# SOURCE EXCERPT
I have the following DF
Sku Availability
0 1 out of stock
1 1 in stock
2 1 in stock
3 2 out of stock
How can I use a custom aggregate function to create the following DF:
Sku Availability
0 1 in stock
2 2 out of stock
(Basically, if a SKU is in stock, the out of stock SKUs should be dropped, I have same SKUs because each refers to a different store...)
MVCE:
d = {'Sku': ['1', '1', '1', '2'], 'Availability': ['out of stock', 'in stock', 'in stock', 'out of stock']}
df = pd.DataFrame(data=d)
# df = df.groupby('Sku').apply(lambda x: ...)
CodePudding user response:
You can use sort_values
to sort lexicographically your data by Availabilility
then drop_duplicates
(keep first row by Sku
)
out = df.sort_values(['Sku', 'Availability']) \
.drop_duplicates('Sku', ignore_index=True)
print(out)

# REQUEST A
From the entries below, list every line that contains the string "black", matching case exactly.

# THE RECORDS

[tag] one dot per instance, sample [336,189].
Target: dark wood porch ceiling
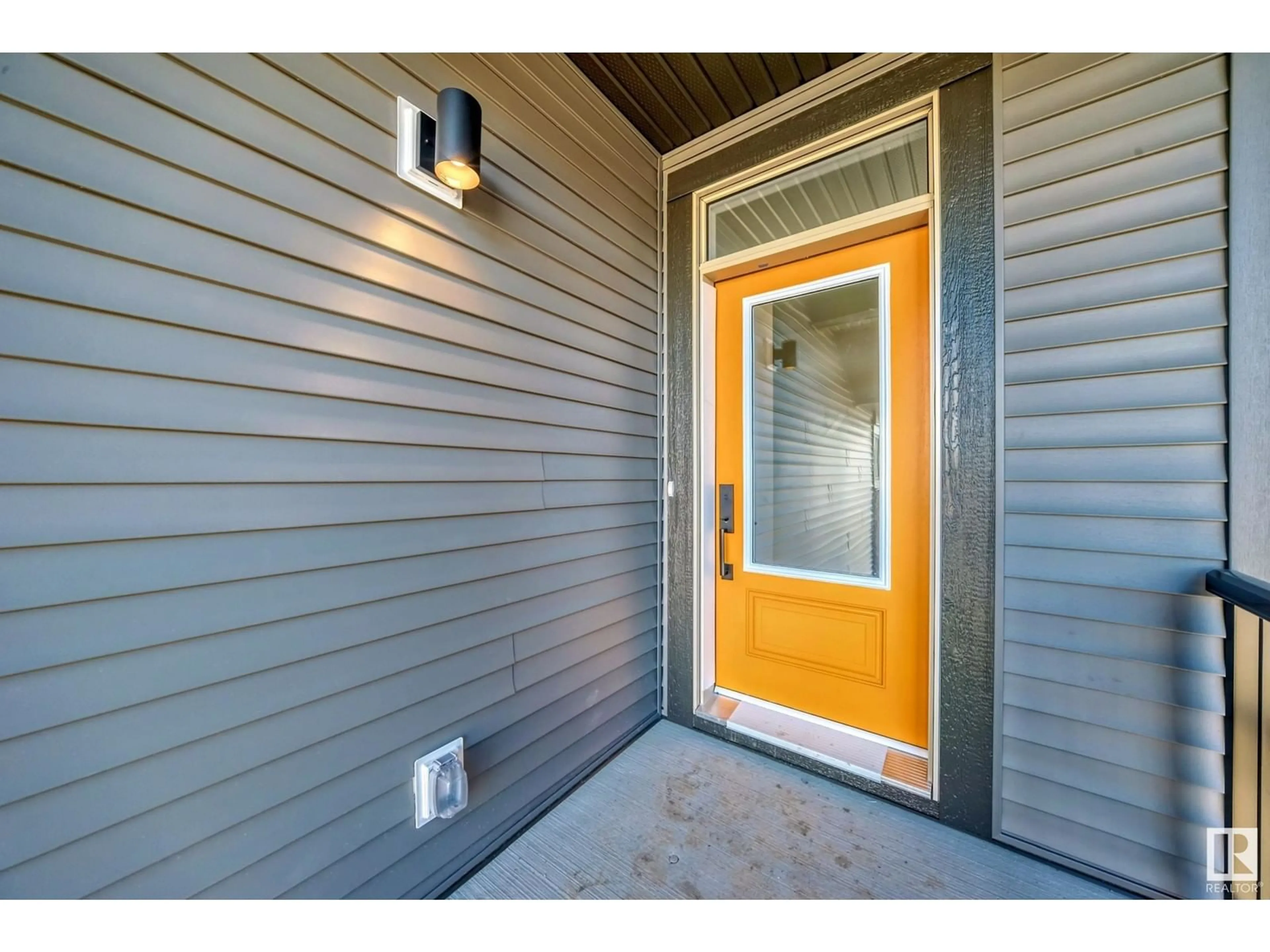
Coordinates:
[674,98]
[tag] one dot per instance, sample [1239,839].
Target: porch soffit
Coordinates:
[672,98]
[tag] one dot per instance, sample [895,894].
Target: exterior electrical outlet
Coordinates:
[440,784]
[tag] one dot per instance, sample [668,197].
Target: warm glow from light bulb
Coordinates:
[458,175]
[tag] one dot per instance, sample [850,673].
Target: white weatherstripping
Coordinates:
[882,275]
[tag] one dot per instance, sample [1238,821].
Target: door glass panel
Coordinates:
[817,428]
[888,169]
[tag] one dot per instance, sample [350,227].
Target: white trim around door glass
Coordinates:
[882,275]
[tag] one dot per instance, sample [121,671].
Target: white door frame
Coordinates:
[859,229]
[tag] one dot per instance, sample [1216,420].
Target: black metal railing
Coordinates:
[1249,627]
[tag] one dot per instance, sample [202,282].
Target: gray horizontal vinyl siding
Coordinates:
[304,473]
[1114,228]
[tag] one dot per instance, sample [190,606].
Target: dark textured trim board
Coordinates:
[1249,344]
[967,429]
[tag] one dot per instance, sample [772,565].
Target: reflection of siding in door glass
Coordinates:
[816,437]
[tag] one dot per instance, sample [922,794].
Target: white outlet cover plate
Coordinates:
[425,804]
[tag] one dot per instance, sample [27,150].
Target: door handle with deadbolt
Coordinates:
[727,526]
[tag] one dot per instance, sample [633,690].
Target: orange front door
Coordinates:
[824,433]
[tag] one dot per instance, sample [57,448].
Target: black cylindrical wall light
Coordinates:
[458,139]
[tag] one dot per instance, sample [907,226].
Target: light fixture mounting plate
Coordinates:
[408,157]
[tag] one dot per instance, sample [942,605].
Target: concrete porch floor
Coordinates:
[683,815]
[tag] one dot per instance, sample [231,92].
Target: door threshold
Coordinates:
[881,760]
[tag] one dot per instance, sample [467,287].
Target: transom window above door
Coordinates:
[882,172]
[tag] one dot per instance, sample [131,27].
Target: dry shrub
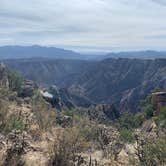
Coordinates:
[66,148]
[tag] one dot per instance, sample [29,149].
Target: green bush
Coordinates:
[130,121]
[152,152]
[45,116]
[149,111]
[126,135]
[161,118]
[15,81]
[14,122]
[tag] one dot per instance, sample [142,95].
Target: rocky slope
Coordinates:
[32,132]
[120,81]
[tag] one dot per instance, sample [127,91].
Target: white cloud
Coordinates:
[120,24]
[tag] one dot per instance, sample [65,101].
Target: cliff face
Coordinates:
[4,82]
[120,81]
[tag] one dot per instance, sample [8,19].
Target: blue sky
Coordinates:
[85,25]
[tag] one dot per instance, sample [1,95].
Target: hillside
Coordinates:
[120,81]
[32,132]
[36,51]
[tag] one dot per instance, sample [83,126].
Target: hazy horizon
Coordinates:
[85,26]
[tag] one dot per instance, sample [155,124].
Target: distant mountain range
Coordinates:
[17,52]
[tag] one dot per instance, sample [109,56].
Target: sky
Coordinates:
[85,25]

# REQUEST B
Echo the stretch of the pandas thread from "I have the following" through "a different store...)", reproducing it verbatim.

# CORRECT RESPONSE A
Target: black metal railing
Target: black cylindrical wall light

# CORRECT RESPONSE B
I have the following DF
Sku Availability
0 1 out of stock
1 1 in stock
2 1 in stock
3 2 out of stock
How can I use a custom aggregate function to create the following DF:
Sku Availability
0 1 in stock
2 2 out of stock
(Basically, if a SKU is in stock, the out of stock SKUs should be dropped, I have same SKUs because each refers to a different store...)